━━ Quellenauszug

Schwarmintelligenzen
Beispiele
Basiswissen
Als Schwarmintelligenz bezeichnet man eine kollektive Intelligenz aus gegeneinander abgrenzbaren aber funktional kaum oder gar nicht unterscheidbaren Einzelbestandteilen. Es gibt also keine wesentliche dauerhafte Arbeitsteilung. Jedes Individuum kann beliebig niederkomplex sein, die kollektive Intelligenz „emergiert“ aus den Interaktionen. Hier stehen einige Beispiele dazu.
Swarm bots
Viele stark miniaturisierte Roboter simulieren Insektenschwärme: sie räumen effektiv Müll weg, sammeln Futter wie Ameisen (foraging)[1] oder bilden gemeinsame Überkörper, die ihre Form ändern können[2].

━━━━

» **Aufgabenbeschreibung**:
Kannst du aus dem Text über Schwarmintelligenz die Stelle wortgetreu abschreiben, die mit „Schwarmintelligenzen“ beginnt und mit „einige Beispiele dazu.“ endet?

━━ Bereitgestellte Daten

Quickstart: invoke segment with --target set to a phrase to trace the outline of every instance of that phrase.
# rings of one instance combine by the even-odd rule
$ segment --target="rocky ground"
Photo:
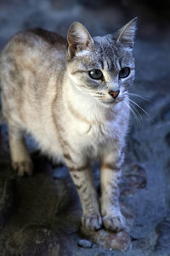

━━━━

» **Ausgearbeitete Lösung**:
Schwarmintelligenzen
Beispiele
Basiswissen
Als Schwarmintelligenz bezeichnet man eine kollektive Intelligenz aus gegeneinander abgrenzbaren aber funktional kaum oder gar nicht unterscheidbaren Einzelbestandteilen. Es gibt also keine wesentliche dauerhafte Arbeitsteilung. Jedes Individuum kann beliebig niederkomplex sein, die kollektive Intelligenz „emergiert“ aus den Interaktionen. Hier stehen einige Beispiele dazu.